◆ Brief A
Reproduce, exactly as it appears, the part of the listing that runs from the line containing "Check that one keypoint sits on every instance of the decorative" through the end of the listing.

◆ Page text
○ ○ ○
This chapter discusses the following::
You can view the system status in the following ways:
Query the status of an individual node or the cluster by using the GUI or cxfs_admin.
Keep continuous watch on the state of a cluster using the GUI view area or the following cxfs_admin command:
# /usr/cluster/bin/cxfs_admin [-i clustername] -r -c "status interval=seconds" |
| Note: If you have multiple clusters connected to the same public network, use the -i option to identify the cluster name. |
Use the CXFS GUI or the tail command to view the end of the /var/log/messages system log file on a server-capable administration node.
View the system log file on client-only nodes.
Manually test the filesystems with the ls command.
○ ○ ○
◆ Dataset excerpts
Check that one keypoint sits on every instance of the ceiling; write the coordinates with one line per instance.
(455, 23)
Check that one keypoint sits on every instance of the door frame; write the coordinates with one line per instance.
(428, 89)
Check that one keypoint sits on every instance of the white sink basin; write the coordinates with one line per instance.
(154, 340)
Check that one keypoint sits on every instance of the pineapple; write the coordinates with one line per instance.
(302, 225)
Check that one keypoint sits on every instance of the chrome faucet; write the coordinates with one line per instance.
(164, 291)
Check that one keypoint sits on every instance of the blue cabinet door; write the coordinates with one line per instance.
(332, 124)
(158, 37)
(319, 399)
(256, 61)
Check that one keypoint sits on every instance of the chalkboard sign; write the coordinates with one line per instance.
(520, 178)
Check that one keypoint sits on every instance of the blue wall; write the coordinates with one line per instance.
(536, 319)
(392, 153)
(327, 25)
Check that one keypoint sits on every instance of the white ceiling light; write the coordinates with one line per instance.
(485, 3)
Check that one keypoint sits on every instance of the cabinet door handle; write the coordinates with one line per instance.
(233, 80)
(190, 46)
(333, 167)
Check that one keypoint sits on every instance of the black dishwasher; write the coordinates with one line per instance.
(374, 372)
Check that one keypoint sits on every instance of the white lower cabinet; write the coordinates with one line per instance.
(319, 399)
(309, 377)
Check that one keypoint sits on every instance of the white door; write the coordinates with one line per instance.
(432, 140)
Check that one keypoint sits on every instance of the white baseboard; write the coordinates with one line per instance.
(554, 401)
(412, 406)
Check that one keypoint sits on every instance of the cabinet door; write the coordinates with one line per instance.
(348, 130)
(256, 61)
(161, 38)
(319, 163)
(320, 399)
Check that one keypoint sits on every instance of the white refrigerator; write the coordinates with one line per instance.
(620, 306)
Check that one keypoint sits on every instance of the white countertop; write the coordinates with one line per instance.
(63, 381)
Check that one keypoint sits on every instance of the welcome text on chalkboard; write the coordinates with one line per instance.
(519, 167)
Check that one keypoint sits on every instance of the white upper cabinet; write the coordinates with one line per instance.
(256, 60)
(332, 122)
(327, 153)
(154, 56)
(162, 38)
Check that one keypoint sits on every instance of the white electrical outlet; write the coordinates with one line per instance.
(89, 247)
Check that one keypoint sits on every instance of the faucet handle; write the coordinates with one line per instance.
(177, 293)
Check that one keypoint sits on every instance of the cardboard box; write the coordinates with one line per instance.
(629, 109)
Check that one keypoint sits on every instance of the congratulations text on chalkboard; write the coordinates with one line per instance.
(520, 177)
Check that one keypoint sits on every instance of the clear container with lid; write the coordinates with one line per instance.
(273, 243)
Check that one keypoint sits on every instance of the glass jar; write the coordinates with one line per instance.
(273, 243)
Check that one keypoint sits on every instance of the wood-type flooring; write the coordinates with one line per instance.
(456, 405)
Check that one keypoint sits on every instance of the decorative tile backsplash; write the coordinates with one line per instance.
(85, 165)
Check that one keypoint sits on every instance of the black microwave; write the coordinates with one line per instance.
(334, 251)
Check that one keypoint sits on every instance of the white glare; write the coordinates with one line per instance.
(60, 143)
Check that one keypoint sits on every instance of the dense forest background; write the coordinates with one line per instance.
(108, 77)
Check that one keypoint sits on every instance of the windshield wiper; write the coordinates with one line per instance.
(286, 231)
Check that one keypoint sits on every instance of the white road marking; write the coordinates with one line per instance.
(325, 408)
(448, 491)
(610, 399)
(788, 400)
○ ○ ○
◆ Brief B
Write out the part of the CXFS status text from "Keep continuous watch" to "the ls command.", word for word.

◆ Expected output A
Check that one keypoint sits on every instance of the decorative tile backsplash; write the coordinates with one line per instance.
(85, 165)
Check that one keypoint sits on every instance of the black microwave; write the coordinates with one line per instance.
(334, 251)
Check that one keypoint sits on every instance of the white glare; write the coordinates with one line per instance.
(60, 143)
Check that one keypoint sits on every instance of the dense forest background; write the coordinates with one line per instance.
(108, 77)
Check that one keypoint sits on every instance of the windshield wiper; write the coordinates with one line per instance.
(286, 231)
Check that one keypoint sits on every instance of the white road marking; write the coordinates with one line per instance.
(325, 408)
(448, 491)
(610, 399)
(788, 400)

◆ Expected output B
Keep continuous watch on the state of a cluster using the GUI view area or the following cxfs_admin command:
# /usr/cluster/bin/cxfs_admin [-i clustername] -r -c "status interval=seconds" |
| Note: If you have multiple clusters connected to the same public network, use the -i option to identify the cluster name. |
Use the CXFS GUI or the tail command to view the end of the /var/log/messages system log file on a server-capable administration node.
View the system log file on client-only nodes.
Manually test the filesystems with the ls command.